Reproduce the full listing below unchanged, apart from the pictures.

▸ **Segmentation annotation records**
[START]

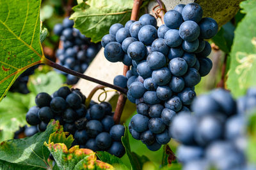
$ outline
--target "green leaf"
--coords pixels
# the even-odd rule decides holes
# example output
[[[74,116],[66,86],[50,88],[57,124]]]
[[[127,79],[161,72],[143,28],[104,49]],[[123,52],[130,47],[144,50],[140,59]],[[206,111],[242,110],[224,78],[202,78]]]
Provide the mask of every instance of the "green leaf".
[[[101,161],[111,164],[116,169],[129,169],[120,158],[107,152],[96,152],[96,155]]]
[[[0,0],[0,101],[24,70],[42,62],[40,4]]]
[[[235,27],[229,22],[223,25],[217,34],[212,38],[213,42],[227,53],[230,52],[234,30]]]
[[[238,24],[230,53],[227,85],[235,96],[242,96],[256,84],[256,1],[241,4],[247,13]]]
[[[125,125],[124,136],[122,137],[122,143],[125,148],[126,153],[130,160],[132,169],[142,169],[143,164],[147,162],[150,162],[148,158],[145,155],[139,156],[136,153],[131,151],[130,143],[128,136],[128,128]]]
[[[0,103],[0,142],[12,139],[19,127],[27,124],[26,114],[34,106],[35,95],[8,92]]]
[[[97,43],[113,24],[125,24],[130,19],[132,5],[132,0],[88,0],[74,6],[70,18],[76,28]]]
[[[95,153],[89,149],[79,149],[76,145],[69,150],[64,143],[45,143],[45,145],[52,154],[55,162],[60,169],[114,169],[107,163],[97,160]]]
[[[44,143],[49,140],[51,134],[60,131],[61,129],[59,122],[51,121],[44,132],[27,138],[2,142],[0,145],[0,160],[15,166],[31,168],[29,169],[35,167],[40,169],[49,168],[47,161],[50,152]]]
[[[36,94],[42,92],[51,94],[58,90],[65,81],[65,76],[56,71],[52,71],[46,74],[36,71],[29,76],[28,88]]]

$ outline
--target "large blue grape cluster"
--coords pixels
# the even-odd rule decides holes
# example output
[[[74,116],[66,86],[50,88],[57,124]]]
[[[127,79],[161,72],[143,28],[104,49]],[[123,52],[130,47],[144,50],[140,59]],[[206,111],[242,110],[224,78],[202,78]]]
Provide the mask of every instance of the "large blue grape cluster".
[[[88,108],[83,104],[86,97],[79,89],[62,87],[52,96],[39,93],[36,106],[29,109],[26,116],[31,126],[26,129],[29,136],[45,131],[51,119],[59,120],[64,131],[74,137],[73,145],[93,151],[108,151],[117,157],[125,153],[121,142],[124,127],[115,125],[111,105],[107,102],[91,102]]]
[[[53,31],[60,36],[63,48],[57,50],[56,56],[59,64],[65,67],[83,73],[88,65],[96,56],[100,48],[100,44],[90,42],[90,39],[85,37],[80,31],[73,27],[73,20],[64,18],[62,24],[55,25]],[[64,72],[61,74],[67,76],[68,85],[76,84],[79,78]]]
[[[132,66],[114,84],[128,88],[127,98],[138,113],[131,119],[130,132],[151,150],[169,142],[173,117],[189,110],[195,86],[212,68],[207,58],[211,47],[204,39],[217,33],[218,24],[202,15],[196,3],[179,4],[165,13],[165,24],[159,27],[152,15],[145,14],[124,27],[113,25],[102,38],[109,61]]]
[[[255,110],[256,89],[236,101],[217,89],[196,97],[193,114],[180,113],[170,126],[170,135],[181,143],[177,156],[184,170],[256,169],[246,164],[246,116]]]

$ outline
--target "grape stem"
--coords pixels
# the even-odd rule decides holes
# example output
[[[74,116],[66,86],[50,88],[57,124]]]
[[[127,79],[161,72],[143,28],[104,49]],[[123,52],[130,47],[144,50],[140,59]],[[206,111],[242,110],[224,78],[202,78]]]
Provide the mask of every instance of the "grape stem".
[[[83,78],[83,79],[88,80],[90,81],[92,81],[92,82],[94,82],[95,83],[97,83],[97,84],[99,84],[99,85],[102,85],[111,88],[113,89],[115,89],[115,90],[116,90],[120,92],[121,93],[126,94],[127,92],[127,89],[124,89],[124,88],[120,87],[119,86],[116,86],[116,85],[114,85],[108,83],[107,82],[97,80],[96,78],[94,78],[84,75],[84,74],[83,74],[82,73],[80,73],[79,72],[77,72],[77,71],[73,71],[72,69],[66,68],[65,67],[60,66],[60,64],[58,64],[56,62],[52,62],[51,60],[49,60],[49,59],[47,59],[46,58],[45,58],[43,60],[43,62],[44,64],[52,67],[54,67],[54,68],[55,68],[56,69],[62,71],[63,71],[63,72],[65,72],[66,73],[68,73],[69,74],[72,74],[72,75],[77,76],[78,78]]]
[[[131,20],[136,20],[139,17],[140,7],[143,2],[143,0],[134,0],[133,1],[133,7],[132,10],[132,13],[131,15]],[[129,69],[129,67],[127,66],[124,66],[124,76],[126,76],[126,73]],[[127,97],[124,94],[120,94],[118,99],[117,100],[116,107],[115,110],[115,113],[113,115],[113,118],[115,123],[118,124],[120,123],[122,113],[125,104]]]

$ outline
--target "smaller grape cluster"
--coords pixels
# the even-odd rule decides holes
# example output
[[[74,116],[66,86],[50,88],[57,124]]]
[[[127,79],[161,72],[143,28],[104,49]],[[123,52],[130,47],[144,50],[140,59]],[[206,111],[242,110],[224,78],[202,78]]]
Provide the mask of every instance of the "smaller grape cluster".
[[[228,91],[217,89],[193,101],[193,114],[177,115],[170,135],[181,143],[177,156],[182,169],[249,169],[246,115],[255,106],[256,89],[236,101]]]
[[[74,137],[73,145],[93,151],[107,151],[121,157],[125,149],[121,142],[125,128],[115,125],[112,106],[107,102],[92,102],[88,108],[83,104],[86,97],[79,89],[62,87],[52,96],[39,93],[35,98],[36,106],[29,109],[26,116],[27,122],[45,131],[51,119],[58,120],[64,131]],[[32,133],[32,132],[31,132]]]
[[[128,88],[127,98],[138,113],[131,120],[130,132],[151,150],[169,142],[173,117],[189,110],[195,86],[212,68],[207,58],[211,46],[204,39],[217,33],[218,24],[202,15],[196,3],[179,4],[165,13],[159,27],[152,15],[145,14],[124,27],[113,24],[102,38],[107,60],[132,66],[114,84]]]
[[[80,31],[73,27],[73,20],[64,18],[62,24],[55,25],[53,31],[60,36],[63,48],[57,50],[56,56],[59,64],[65,67],[83,73],[101,48],[99,43],[90,42]],[[79,78],[64,72],[68,85],[76,84]]]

[END]

▸ **FINAL ANSWER**
$ outline
--target "green leaf"
--coords pixels
# the even-odd rule decides holes
# example output
[[[74,116],[66,86],[50,88],[57,124]]]
[[[127,79],[161,72],[143,28],[104,49]],[[123,52],[130,47],[144,50],[140,59]],[[206,111],[242,110],[224,78],[202,78]]]
Provide the mask of every instance of the "green leaf".
[[[101,161],[111,164],[116,169],[129,169],[120,158],[107,152],[96,152],[96,155]]]
[[[0,0],[0,101],[24,70],[42,62],[40,4]]]
[[[235,27],[229,22],[223,25],[217,34],[212,38],[213,42],[227,53],[230,52],[234,30]]]
[[[238,24],[230,53],[227,85],[235,96],[242,96],[256,84],[256,1],[241,4],[247,13]]]
[[[125,125],[124,136],[122,137],[122,143],[125,148],[126,153],[130,160],[132,169],[142,169],[143,164],[147,162],[150,162],[148,158],[145,155],[139,156],[136,153],[131,151],[130,143],[128,136],[128,128]]]
[[[0,103],[0,142],[12,139],[19,127],[27,124],[26,114],[34,106],[35,95],[8,92]]]
[[[97,43],[113,24],[125,24],[130,19],[132,5],[132,0],[88,0],[74,6],[70,18],[76,28]]]
[[[95,153],[89,149],[79,149],[76,145],[69,150],[64,143],[45,143],[45,145],[52,154],[55,162],[60,169],[114,169],[107,163],[97,160]]]
[[[44,143],[49,140],[51,134],[60,131],[61,129],[59,122],[51,121],[44,132],[27,138],[2,142],[0,145],[0,160],[15,166],[31,168],[29,169],[35,167],[40,169],[49,168],[47,161],[50,152]]]
[[[36,94],[42,92],[51,94],[58,90],[65,81],[65,76],[56,71],[52,71],[46,74],[36,71],[29,76],[28,88]]]

$ outline
--target "large blue grape cluster"
--coords pixels
# the even-odd rule decides holes
# example output
[[[74,116],[66,86],[50,88],[57,124]]]
[[[127,79],[161,72],[143,28],[104,49]],[[123,52],[130,47],[144,50],[140,59]],[[206,111],[242,110],[224,78],[202,78]]]
Provide the mask of every instance of the "large blue grape cluster".
[[[88,108],[83,104],[86,97],[79,89],[62,87],[52,96],[39,93],[36,106],[29,109],[26,116],[31,126],[26,129],[29,136],[45,131],[51,119],[59,120],[64,131],[74,137],[73,145],[93,151],[108,151],[117,157],[125,153],[121,142],[124,127],[115,125],[111,105],[107,102],[91,102]]]
[[[53,31],[60,36],[63,48],[57,50],[56,56],[59,64],[65,67],[83,73],[88,65],[96,56],[100,48],[100,44],[90,42],[90,39],[85,37],[80,31],[73,27],[73,20],[64,18],[62,24],[55,25]],[[64,72],[61,74],[67,76],[68,85],[76,84],[79,78]]]
[[[132,66],[114,84],[128,88],[127,98],[138,113],[131,119],[130,132],[151,150],[169,142],[173,117],[189,110],[195,86],[212,68],[207,58],[211,47],[204,39],[217,33],[218,24],[202,15],[196,3],[179,4],[165,13],[165,24],[159,27],[152,15],[145,14],[124,27],[113,25],[102,38],[109,61]]]
[[[255,110],[256,89],[236,101],[217,89],[196,97],[193,114],[180,113],[170,126],[170,135],[181,143],[177,156],[184,170],[256,169],[246,164],[246,116]]]

$ outline
--target "grape stem"
--coords pixels
# the even-odd rule decides holes
# example output
[[[74,116],[66,86],[50,88],[57,124]]]
[[[127,79],[161,72],[143,28],[104,49]],[[123,52],[130,47],[144,50],[140,59]],[[206,111],[242,110],[224,78],[202,78]]]
Provide the mask of every instance of the "grape stem".
[[[83,78],[83,79],[88,80],[90,81],[92,81],[92,82],[94,82],[95,83],[97,83],[97,84],[99,84],[99,85],[102,85],[111,88],[113,89],[115,89],[115,90],[116,90],[120,92],[121,93],[126,94],[127,92],[127,89],[124,89],[124,88],[120,87],[119,86],[116,86],[116,85],[114,85],[108,83],[107,82],[97,80],[96,78],[94,78],[84,75],[84,74],[83,74],[82,73],[80,73],[79,72],[77,72],[77,71],[73,71],[72,69],[66,68],[65,67],[60,66],[60,64],[58,64],[56,62],[52,62],[51,60],[49,60],[49,59],[47,59],[46,58],[45,58],[43,60],[43,62],[44,64],[52,67],[54,67],[54,68],[55,68],[56,69],[62,71],[63,71],[63,72],[65,72],[66,73],[68,73],[69,74],[72,74],[72,75],[77,76],[78,78]]]
[[[131,20],[136,20],[139,17],[140,7],[143,2],[143,0],[134,0],[133,1],[133,7],[132,10],[132,13],[131,15]],[[129,69],[129,67],[127,66],[124,66],[124,76],[126,76],[126,73]],[[127,97],[124,94],[120,94],[118,99],[117,100],[116,107],[115,110],[115,113],[113,115],[113,118],[115,123],[118,124],[120,123],[122,113],[125,104]]]

$ outline
--target "smaller grape cluster"
--coords pixels
# the even-odd rule decides holes
# example output
[[[74,116],[66,86],[50,88],[57,124]]]
[[[127,79],[161,72],[143,28],[104,49]],[[123,52],[130,47],[144,50],[140,59]],[[206,111],[242,110],[224,78],[202,78]]]
Provide the mask of every instance of the "smaller grape cluster".
[[[228,91],[217,89],[193,101],[193,114],[177,115],[170,135],[181,143],[177,156],[182,169],[249,169],[246,115],[255,106],[256,89],[236,101]]]
[[[74,137],[73,145],[93,151],[107,151],[121,157],[125,149],[121,142],[125,128],[115,125],[112,106],[107,102],[92,102],[88,108],[83,104],[86,97],[79,89],[62,87],[52,96],[39,93],[35,98],[36,106],[29,109],[26,116],[27,122],[45,131],[51,119],[58,120],[64,131]],[[32,133],[32,132],[31,132]]]
[[[128,88],[127,98],[138,113],[131,120],[130,132],[151,150],[169,142],[173,117],[189,110],[195,86],[212,68],[207,58],[211,46],[204,39],[217,33],[218,24],[202,15],[196,3],[179,4],[165,13],[159,27],[152,15],[145,14],[124,27],[113,24],[102,38],[107,60],[132,66],[114,84]]]
[[[80,31],[73,27],[73,20],[64,18],[62,24],[55,25],[53,31],[60,36],[63,48],[57,50],[56,56],[59,64],[65,67],[83,73],[101,48],[99,43],[90,42]],[[79,78],[64,72],[68,85],[76,84]]]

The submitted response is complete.